--- start ITEMS ---

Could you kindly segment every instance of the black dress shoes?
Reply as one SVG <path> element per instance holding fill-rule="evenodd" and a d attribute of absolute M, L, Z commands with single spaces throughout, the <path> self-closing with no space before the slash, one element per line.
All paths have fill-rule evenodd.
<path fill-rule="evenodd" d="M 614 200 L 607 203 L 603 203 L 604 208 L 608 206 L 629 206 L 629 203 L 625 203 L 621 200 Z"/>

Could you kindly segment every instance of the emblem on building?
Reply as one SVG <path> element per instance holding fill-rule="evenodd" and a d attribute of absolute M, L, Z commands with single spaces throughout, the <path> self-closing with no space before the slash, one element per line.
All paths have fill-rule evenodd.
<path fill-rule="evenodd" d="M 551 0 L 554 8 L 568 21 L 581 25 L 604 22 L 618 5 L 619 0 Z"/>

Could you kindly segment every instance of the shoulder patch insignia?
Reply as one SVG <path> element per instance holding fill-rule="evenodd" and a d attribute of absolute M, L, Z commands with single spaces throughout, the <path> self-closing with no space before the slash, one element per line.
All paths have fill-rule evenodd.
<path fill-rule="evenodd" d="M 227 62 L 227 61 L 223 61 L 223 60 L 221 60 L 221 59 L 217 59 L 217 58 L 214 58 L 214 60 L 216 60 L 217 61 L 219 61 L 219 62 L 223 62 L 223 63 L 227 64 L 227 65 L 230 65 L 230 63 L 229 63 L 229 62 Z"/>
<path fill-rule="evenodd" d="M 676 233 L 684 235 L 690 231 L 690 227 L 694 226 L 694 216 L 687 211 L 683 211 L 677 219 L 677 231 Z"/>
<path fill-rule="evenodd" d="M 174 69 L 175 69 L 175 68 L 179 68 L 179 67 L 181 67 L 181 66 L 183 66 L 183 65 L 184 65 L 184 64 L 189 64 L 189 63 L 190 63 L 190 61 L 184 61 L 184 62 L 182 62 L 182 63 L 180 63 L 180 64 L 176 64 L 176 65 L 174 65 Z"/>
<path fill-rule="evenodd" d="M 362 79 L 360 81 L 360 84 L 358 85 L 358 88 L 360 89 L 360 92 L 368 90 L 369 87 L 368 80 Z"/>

--- end ITEMS ---

Present the stretch from the start of the records through the line containing "614 200 L 607" as a Markdown table with the columns Number and Text, giving each line its row number and omitting blank lines. Include only that stretch.

| Number | Text |
|---|---|
| 1 | Could you kindly segment every instance of the black dress shoes? |
| 2 | Reply as one SVG <path> element per instance holding fill-rule="evenodd" and a d attribute of absolute M, L, Z commands with single spaces throughout, the <path> self-closing with no space before the slash, one element per line. |
| 3 | All paths have fill-rule evenodd. |
| 4 | <path fill-rule="evenodd" d="M 614 200 L 607 203 L 603 203 L 604 208 L 608 206 L 629 206 L 629 203 L 625 203 L 621 200 Z"/> |